Recorded data
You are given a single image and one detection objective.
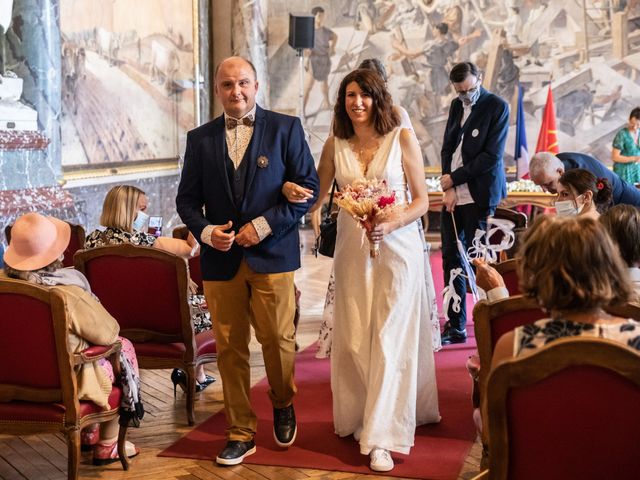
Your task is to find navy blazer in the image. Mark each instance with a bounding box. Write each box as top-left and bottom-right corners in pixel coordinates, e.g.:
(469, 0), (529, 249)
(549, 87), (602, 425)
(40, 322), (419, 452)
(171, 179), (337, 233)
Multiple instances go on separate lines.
(558, 152), (640, 207)
(441, 87), (510, 208)
(176, 106), (319, 281)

_HOW TO COMPLETE THIS TASK:_ Each line from the one with "Your task is" through the end of the records above should be written out exactly. No other line should appear.

_ANSWER TO THE EXERCISE:_
Your task is to find navy blazer in the image. Mark each instance with a bounding box. Write each box as top-left and bottom-right corners in pixel coordinates, e.g.:
(469, 0), (529, 249)
(549, 87), (602, 425)
(40, 322), (419, 452)
(171, 179), (337, 233)
Multiple instances go on separate lines.
(558, 152), (640, 207)
(441, 87), (510, 208)
(176, 106), (319, 281)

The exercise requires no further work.